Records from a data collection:
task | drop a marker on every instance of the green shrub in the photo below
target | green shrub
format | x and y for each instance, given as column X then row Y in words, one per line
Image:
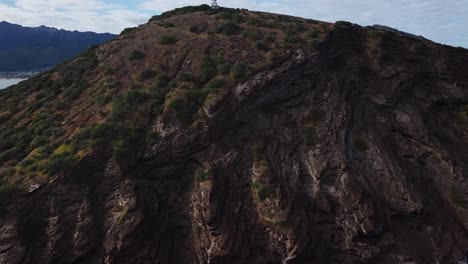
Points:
column 128, row 31
column 202, row 175
column 299, row 27
column 260, row 45
column 265, row 192
column 181, row 11
column 310, row 136
column 442, row 135
column 147, row 74
column 198, row 28
column 239, row 72
column 161, row 81
column 7, row 190
column 187, row 77
column 229, row 28
column 136, row 55
column 127, row 103
column 313, row 34
column 224, row 67
column 187, row 105
column 216, row 84
column 360, row 143
column 208, row 69
column 56, row 164
column 292, row 38
column 458, row 198
column 166, row 24
column 167, row 40
column 254, row 34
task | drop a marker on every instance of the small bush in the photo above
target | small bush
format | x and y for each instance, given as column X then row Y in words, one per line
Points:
column 56, row 164
column 7, row 191
column 188, row 104
column 313, row 34
column 147, row 74
column 198, row 28
column 181, row 11
column 265, row 192
column 458, row 198
column 209, row 69
column 127, row 103
column 128, row 31
column 216, row 84
column 187, row 77
column 229, row 28
column 239, row 72
column 166, row 24
column 136, row 55
column 167, row 40
column 260, row 45
column 202, row 175
column 310, row 136
column 293, row 39
column 254, row 34
column 161, row 81
column 360, row 143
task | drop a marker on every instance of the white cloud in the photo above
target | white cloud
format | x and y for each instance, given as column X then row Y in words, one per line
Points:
column 443, row 21
column 84, row 15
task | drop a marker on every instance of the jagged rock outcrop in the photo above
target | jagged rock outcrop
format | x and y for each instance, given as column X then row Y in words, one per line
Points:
column 354, row 152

- _WHAT YOU HAVE TO DO_: Would you please copy all lines in the data that contain the word "cloud"?

- _TASK ANSWER_:
task | drop a marker on every instance of the white cloud in the photo above
target | white cloud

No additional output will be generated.